• Document:

>> START

Fortress DAO proposes allocation of 50% of treasury stablecoins to Fodl Finance USDC/USDC position rewards farming
As discussed in our previous Medium post, Fortress DAO will continue to focus on the accumulation of treasury reserves in the first several weeks following launch.
Initially, we will invest token reserves into a combination of:
- Low-risk strategies such as stablecoin-based farming or high-volume arbitrage
- Venture-style investments into newly launched protocols
- Development of revenue-generating subsidiaries of Fortress DAO
As part of our low-risk investments, we propose a DAO vote to allocate 50% of our stablecoin reserves (past what is required for $FORT token backing) into a maximum-leveraged USDC/USDC position on Fodl Finance currently paying out over 200% APR on position rewards.
What is Fodl Finance?
Fodl Finance (https://fodl.finance/, $FODL) is a highly innovative, fully decentralized leverage trading platform launched in October 2021.
We believe that Fodl position farming is an ideal fit for Fortress DAO’s low-risk investment needs for multiple reasons:
- Fodl is developed by the team behind 0xb1 (https://twitter.com/0x_b1), a pseudonymous group of experts in decentralized finance with experience managing 9-digit yield farming positions (https://cryptoslate.com/a-400m-ethereum-address-known-as-0xb1-is-doing-a-giveaway-to-boost-defi/)

>> END

• Input records:
>> START

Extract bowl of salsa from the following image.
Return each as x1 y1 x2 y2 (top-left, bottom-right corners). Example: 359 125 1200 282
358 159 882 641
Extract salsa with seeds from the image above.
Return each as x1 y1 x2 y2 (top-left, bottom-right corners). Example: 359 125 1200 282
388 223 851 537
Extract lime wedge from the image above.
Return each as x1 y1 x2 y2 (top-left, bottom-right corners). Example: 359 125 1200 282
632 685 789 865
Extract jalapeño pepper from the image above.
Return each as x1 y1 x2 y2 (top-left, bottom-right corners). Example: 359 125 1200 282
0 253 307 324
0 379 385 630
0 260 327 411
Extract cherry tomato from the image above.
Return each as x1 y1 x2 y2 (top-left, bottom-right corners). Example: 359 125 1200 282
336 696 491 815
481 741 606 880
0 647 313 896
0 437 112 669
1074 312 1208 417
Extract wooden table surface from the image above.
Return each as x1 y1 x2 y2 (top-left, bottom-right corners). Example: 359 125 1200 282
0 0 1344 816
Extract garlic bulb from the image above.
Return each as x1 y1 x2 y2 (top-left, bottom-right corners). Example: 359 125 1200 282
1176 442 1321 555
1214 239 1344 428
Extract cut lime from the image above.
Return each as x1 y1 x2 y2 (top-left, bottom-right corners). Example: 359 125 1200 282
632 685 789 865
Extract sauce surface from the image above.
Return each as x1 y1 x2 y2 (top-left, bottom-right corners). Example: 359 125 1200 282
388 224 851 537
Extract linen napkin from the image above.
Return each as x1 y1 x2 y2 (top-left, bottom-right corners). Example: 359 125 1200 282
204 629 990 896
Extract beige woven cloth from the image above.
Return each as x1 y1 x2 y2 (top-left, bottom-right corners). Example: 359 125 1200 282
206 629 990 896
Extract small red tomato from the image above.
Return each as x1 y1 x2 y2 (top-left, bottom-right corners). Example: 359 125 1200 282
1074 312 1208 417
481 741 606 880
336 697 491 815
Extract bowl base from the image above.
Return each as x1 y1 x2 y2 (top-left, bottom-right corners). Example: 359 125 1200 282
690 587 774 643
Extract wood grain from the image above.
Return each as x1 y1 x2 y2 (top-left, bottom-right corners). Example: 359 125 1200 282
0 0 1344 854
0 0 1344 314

>> END

• Task instructions:
A: Return the passage of the Fortress DAO proposal from "Initially, we will" up to and including "is Fodl Finance?".
B: Reproduce the entries from the first line up to and including the line with "0 0 1344 816", switching "cherry tomato" to "grape tomato" and leaving everything else unchanged. Give only those lines.

• Expected results:
A:
Initially, we will invest token reserves into a combination of:
- Low-risk strategies such as stablecoin-based farming or high-volume arbitrage
- Venture-style investments into newly launched protocols
- Development of revenue-generating subsidiaries of Fortress DAO
As part of our low-risk investments, we propose a DAO vote to allocate 50% of our stablecoin reserves (past what is required for $FORT token backing) into a maximum-leveraged USDC/USDC position on Fodl Finance currently paying out over 200% APR on position rewards.
What is Fodl Finance?

B:
Extract bowl of salsa from the following image.
Return each as x1 y1 x2 y2 (top-left, bottom-right corners). Example: 359 125 1200 282
358 159 882 641
Extract salsa with seeds from the image above.
Return each as x1 y1 x2 y2 (top-left, bottom-right corners). Example: 359 125 1200 282
388 223 851 537
Extract lime wedge from the image above.
Return each as x1 y1 x2 y2 (top-left, bottom-right corners). Example: 359 125 1200 282
632 685 789 865
Extract jalapeño pepper from the image above.
Return each as x1 y1 x2 y2 (top-left, bottom-right corners). Example: 359 125 1200 282
0 253 307 324
0 379 385 630
0 260 327 411
Extract grape tomato from the image above.
Return each as x1 y1 x2 y2 (top-left, bottom-right corners). Example: 359 125 1200 282
336 696 491 815
481 741 606 880
0 647 313 896
0 437 112 669
1074 312 1208 417
Extract wooden table surface from the image above.
Return each as x1 y1 x2 y2 (top-left, bottom-right corners). Example: 359 125 1200 282
0 0 1344 816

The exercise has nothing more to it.